▶ [Objective] In the account of the Shibden Hall walk, duplicate word for word the passage that begins at "It was almost" and stops after "it was November.".

▶ [Text provided]
*-*-*

It was almost like a personal taxi service as Sue drove three of us to Shibden Hall to meet the six members who had travelled there independently. It was good to see Brian who joined us fleetingly before the walk began. Conditions were unbelievably good. Bright sunshine and blue skies lasted all day and the paths were dry. Just an occasional nip in the air and a squelch underfoot beneath the leaf litter reminded us that it was November.
Armed with pocket guides published by the British Mycological Society and acquired by Lorna, we headed towards the lake. It was deja view here; a grey heron was again perched in a paddle boat and the gulls and swans were posing nicely. Except for a few woodland species few other birds were seen. Sally's recce then enabled us to be led to tree stumps displaying good numbers of fruiting bodies while others were among the leaf litter. Nineteen genera were identified by Joan and John in our annual foray, including three Coprinus species, Purple jelly disc, Shaggy scaly cap and a somewhat 'going over' favourite of Joan's, the Blackfoot polypore. Two special discoveries, Wood pinkgill, (a first for Joan) and Coniferous blueing bracket compensated for the smaller than anticipated number of 'finds'. In a chiefly deciduous wood it was interesting to see the bracket spores had chosen wisely as it was growing on a path edging plank highly unlikely to be hard wood. Homework for the mycologists was provided by also-rans from the stables of Mycena and Crusts! It is most likely that in spite of diligent searching by everyone the litter concealed some secrets effectively.

*-*-*

▶ [Data items]

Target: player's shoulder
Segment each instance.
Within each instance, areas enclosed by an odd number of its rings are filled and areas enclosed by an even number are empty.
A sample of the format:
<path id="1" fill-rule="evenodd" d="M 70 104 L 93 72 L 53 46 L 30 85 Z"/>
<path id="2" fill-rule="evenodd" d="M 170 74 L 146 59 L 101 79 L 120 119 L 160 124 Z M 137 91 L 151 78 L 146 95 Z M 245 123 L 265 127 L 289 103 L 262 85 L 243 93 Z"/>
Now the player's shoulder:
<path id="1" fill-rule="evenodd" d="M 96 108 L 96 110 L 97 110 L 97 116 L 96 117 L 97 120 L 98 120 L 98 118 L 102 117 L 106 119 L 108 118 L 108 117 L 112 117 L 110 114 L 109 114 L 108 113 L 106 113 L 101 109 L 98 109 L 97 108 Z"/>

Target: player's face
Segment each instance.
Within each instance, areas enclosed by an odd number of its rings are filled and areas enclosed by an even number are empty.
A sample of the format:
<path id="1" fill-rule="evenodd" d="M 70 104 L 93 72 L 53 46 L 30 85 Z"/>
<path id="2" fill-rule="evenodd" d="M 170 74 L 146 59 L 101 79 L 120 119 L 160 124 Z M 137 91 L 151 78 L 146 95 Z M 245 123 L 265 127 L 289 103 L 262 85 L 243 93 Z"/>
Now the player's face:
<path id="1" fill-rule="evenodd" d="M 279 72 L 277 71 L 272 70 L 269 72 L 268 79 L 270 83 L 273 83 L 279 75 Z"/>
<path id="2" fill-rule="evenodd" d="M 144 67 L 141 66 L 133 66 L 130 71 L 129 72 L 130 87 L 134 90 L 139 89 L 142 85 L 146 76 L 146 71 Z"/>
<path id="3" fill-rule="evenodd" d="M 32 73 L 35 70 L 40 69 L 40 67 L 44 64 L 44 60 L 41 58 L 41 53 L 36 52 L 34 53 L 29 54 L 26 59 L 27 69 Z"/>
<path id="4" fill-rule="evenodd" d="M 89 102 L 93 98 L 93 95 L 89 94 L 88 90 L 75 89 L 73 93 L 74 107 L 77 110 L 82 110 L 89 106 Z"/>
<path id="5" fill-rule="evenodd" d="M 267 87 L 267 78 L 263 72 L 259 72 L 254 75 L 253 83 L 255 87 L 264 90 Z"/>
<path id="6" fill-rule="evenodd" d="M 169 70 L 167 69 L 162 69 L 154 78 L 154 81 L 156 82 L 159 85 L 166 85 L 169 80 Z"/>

*-*-*

▶ [Expected answer]
It was almost like a personal taxi service as Sue drove three of us to Shibden Hall to meet the six members who had travelled there independently. It was good to see Brian who joined us fleetingly before the walk began. Conditions were unbelievably good. Bright sunshine and blue skies lasted all day and the paths were dry. Just an occasional nip in the air and a squelch underfoot beneath the leaf litter reminded us that it was November.